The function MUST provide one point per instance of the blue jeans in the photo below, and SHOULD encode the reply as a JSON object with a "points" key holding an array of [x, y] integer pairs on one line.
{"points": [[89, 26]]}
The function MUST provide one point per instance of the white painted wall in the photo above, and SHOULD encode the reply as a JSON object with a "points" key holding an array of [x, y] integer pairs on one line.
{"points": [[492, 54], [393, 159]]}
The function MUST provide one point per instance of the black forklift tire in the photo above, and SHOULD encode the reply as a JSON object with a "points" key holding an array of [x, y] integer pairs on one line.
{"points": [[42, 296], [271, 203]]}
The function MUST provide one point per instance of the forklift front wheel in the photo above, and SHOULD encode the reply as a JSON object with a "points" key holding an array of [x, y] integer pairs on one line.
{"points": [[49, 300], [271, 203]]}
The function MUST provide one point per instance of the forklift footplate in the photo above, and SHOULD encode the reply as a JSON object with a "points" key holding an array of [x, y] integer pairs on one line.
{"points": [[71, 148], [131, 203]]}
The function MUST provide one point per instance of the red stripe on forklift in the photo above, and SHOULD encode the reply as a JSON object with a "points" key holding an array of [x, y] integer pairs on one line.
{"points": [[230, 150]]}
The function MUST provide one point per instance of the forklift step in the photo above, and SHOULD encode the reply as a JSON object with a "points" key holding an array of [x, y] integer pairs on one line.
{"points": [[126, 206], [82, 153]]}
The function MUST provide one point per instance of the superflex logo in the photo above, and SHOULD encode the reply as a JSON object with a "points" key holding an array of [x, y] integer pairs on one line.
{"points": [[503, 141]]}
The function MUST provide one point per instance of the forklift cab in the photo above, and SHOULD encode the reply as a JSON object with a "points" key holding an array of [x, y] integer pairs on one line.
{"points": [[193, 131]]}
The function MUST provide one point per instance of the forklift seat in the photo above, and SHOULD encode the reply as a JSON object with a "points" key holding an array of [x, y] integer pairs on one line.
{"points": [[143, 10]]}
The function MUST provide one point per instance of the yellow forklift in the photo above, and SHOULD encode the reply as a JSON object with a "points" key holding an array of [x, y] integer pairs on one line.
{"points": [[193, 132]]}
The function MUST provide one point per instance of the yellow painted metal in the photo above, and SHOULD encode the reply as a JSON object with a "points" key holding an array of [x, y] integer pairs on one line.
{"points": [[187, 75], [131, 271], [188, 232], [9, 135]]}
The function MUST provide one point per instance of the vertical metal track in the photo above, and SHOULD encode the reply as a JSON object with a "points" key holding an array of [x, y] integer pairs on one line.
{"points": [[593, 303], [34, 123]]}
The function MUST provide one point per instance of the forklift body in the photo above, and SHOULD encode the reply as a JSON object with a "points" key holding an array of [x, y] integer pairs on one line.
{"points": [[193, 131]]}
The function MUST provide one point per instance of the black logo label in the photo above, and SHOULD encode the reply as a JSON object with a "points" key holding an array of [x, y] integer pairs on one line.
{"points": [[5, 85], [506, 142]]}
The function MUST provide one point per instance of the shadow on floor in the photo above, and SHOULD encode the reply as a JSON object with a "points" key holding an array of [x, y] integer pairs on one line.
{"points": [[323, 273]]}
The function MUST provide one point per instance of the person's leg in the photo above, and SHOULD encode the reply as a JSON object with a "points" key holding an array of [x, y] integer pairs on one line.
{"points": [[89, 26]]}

= = = =

SHORT EXERCISE
Return, word for word, every line from the one containing "The function MUST provide one point per instance of the shadow" through the last line of the entries.

TASK RESPONSE
The function MUST provide one point per instance of the shadow on floor in the photo above, and SHOULD encode the reply as a JSON object with a "points" key holding an array of [x, y] integer pairs on one line.
{"points": [[323, 273]]}
The function MUST provide one point per instance of the person's leg in the photo above, and SHOULD encode the reply as a JSON object with a "points" key holding an array of [x, y] integer pairs on one line.
{"points": [[89, 26]]}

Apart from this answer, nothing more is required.